* _DIRECTIONS FOR THIS TASK_
Write the material out again, line by line, exactly as it is.
───── SUPPLIED DATA ─────
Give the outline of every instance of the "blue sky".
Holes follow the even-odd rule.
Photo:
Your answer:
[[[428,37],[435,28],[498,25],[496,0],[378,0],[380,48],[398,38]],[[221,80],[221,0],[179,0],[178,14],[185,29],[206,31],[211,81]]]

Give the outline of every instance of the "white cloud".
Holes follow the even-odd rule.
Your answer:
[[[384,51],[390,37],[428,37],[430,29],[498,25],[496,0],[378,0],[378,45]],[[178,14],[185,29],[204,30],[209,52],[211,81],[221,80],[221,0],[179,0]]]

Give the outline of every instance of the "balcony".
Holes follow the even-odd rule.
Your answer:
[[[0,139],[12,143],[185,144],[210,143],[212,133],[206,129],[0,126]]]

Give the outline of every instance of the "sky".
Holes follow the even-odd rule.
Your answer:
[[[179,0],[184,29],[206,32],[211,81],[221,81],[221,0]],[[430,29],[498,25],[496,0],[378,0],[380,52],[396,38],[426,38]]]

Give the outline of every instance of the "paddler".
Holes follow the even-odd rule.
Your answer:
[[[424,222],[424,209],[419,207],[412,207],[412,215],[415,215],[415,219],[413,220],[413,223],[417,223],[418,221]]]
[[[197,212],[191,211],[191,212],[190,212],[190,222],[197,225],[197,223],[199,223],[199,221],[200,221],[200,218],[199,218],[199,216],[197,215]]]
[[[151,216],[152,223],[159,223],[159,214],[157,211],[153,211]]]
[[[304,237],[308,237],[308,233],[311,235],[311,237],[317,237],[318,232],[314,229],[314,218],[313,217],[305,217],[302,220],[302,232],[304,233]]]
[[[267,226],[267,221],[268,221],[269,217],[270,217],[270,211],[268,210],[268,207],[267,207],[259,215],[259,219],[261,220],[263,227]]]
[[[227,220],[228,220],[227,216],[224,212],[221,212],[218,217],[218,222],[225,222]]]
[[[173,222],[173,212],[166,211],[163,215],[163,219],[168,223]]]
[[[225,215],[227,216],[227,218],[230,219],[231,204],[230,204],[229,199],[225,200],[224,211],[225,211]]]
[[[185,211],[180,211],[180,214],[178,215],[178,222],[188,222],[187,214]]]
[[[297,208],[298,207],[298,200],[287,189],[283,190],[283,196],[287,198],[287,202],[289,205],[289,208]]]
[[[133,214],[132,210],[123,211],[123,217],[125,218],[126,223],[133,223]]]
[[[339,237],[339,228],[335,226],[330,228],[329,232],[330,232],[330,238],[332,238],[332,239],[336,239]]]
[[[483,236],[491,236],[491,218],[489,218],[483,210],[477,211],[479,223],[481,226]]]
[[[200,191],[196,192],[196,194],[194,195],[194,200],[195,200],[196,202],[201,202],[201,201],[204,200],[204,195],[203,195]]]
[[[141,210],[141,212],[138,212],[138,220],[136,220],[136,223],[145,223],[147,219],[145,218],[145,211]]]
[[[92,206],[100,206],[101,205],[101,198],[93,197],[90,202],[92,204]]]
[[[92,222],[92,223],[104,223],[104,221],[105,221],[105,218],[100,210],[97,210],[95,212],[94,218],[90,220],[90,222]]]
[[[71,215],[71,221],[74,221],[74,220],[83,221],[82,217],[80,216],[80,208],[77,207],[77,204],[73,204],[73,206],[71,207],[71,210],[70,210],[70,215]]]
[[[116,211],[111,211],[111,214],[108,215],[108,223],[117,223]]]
─────
* _RESULT OF THE TASK_
Give the outline of every instance of the "blue sky".
Holes follow the even-odd rule.
Photo:
Your answer:
[[[428,37],[435,28],[498,25],[496,0],[378,0],[380,48],[398,38]],[[221,80],[221,0],[179,0],[178,14],[185,29],[206,31],[211,81]]]

Give the outline of every instance of the "white cloud".
Holes follow the even-odd rule.
Your answer:
[[[384,51],[390,37],[428,37],[430,29],[498,25],[496,0],[378,0],[378,45]],[[178,14],[185,29],[204,30],[209,52],[211,81],[221,80],[221,0],[179,0]]]

Give the outline of every instance of the "balcony".
Holes follow the even-odd rule.
Your answer:
[[[0,139],[12,143],[185,144],[210,143],[212,133],[206,129],[0,126]]]

Give the outline of every instance of the "sky".
Holes follow the even-odd rule.
Your answer:
[[[179,0],[184,29],[206,32],[211,81],[221,81],[221,0]],[[430,29],[498,25],[496,0],[378,0],[380,52],[396,38],[426,38]]]

Give the outline of every instance of the "paddler".
Holes follow the even-odd rule.
Your answer:
[[[424,222],[424,209],[419,207],[412,207],[412,215],[415,215],[415,219],[413,220],[413,223],[417,223],[418,221]]]
[[[197,212],[191,211],[191,212],[190,212],[190,222],[197,225],[197,223],[199,223],[199,221],[200,221],[200,218],[199,218],[199,216],[197,215]]]
[[[151,216],[152,223],[159,223],[159,214],[157,211],[153,211]]]
[[[304,237],[308,237],[308,233],[311,235],[311,237],[317,237],[318,232],[314,229],[314,218],[313,217],[305,217],[302,220],[302,232],[304,233]]]
[[[267,226],[267,221],[268,221],[269,217],[270,217],[270,211],[268,210],[268,207],[267,207],[259,215],[259,219],[261,220],[263,227]]]
[[[227,220],[228,220],[227,216],[224,212],[221,212],[218,217],[218,222],[225,222]]]
[[[173,222],[173,212],[166,211],[163,215],[163,219],[168,223]]]
[[[225,215],[227,216],[227,218],[230,219],[231,204],[230,204],[229,199],[225,200],[224,211],[225,211]]]
[[[185,211],[180,211],[180,214],[178,215],[178,222],[188,222],[187,214]]]
[[[297,208],[298,207],[298,200],[287,189],[283,190],[283,196],[287,198],[287,202],[289,205],[289,208]]]
[[[133,214],[132,210],[123,211],[123,217],[125,218],[126,223],[133,223]]]
[[[339,237],[339,228],[335,226],[330,228],[329,232],[330,232],[330,238],[332,238],[332,239],[336,239]]]
[[[483,236],[491,236],[491,218],[489,218],[483,210],[477,211],[479,223],[481,226]]]
[[[200,191],[196,192],[196,194],[194,195],[194,200],[195,200],[196,202],[201,202],[201,201],[204,200],[204,195],[203,195]]]
[[[141,210],[141,212],[138,212],[138,220],[136,220],[136,223],[145,223],[147,219],[145,218],[145,211]]]
[[[92,206],[100,206],[101,205],[101,198],[93,197],[90,202],[92,204]]]
[[[92,222],[92,223],[104,223],[104,221],[105,221],[105,218],[100,210],[97,210],[95,212],[94,218],[90,220],[90,222]]]
[[[71,215],[71,221],[74,221],[74,220],[83,221],[82,217],[80,216],[80,208],[77,207],[77,204],[73,204],[73,206],[71,207],[71,210],[70,210],[70,215]]]
[[[116,211],[111,211],[111,214],[108,215],[108,223],[117,223]]]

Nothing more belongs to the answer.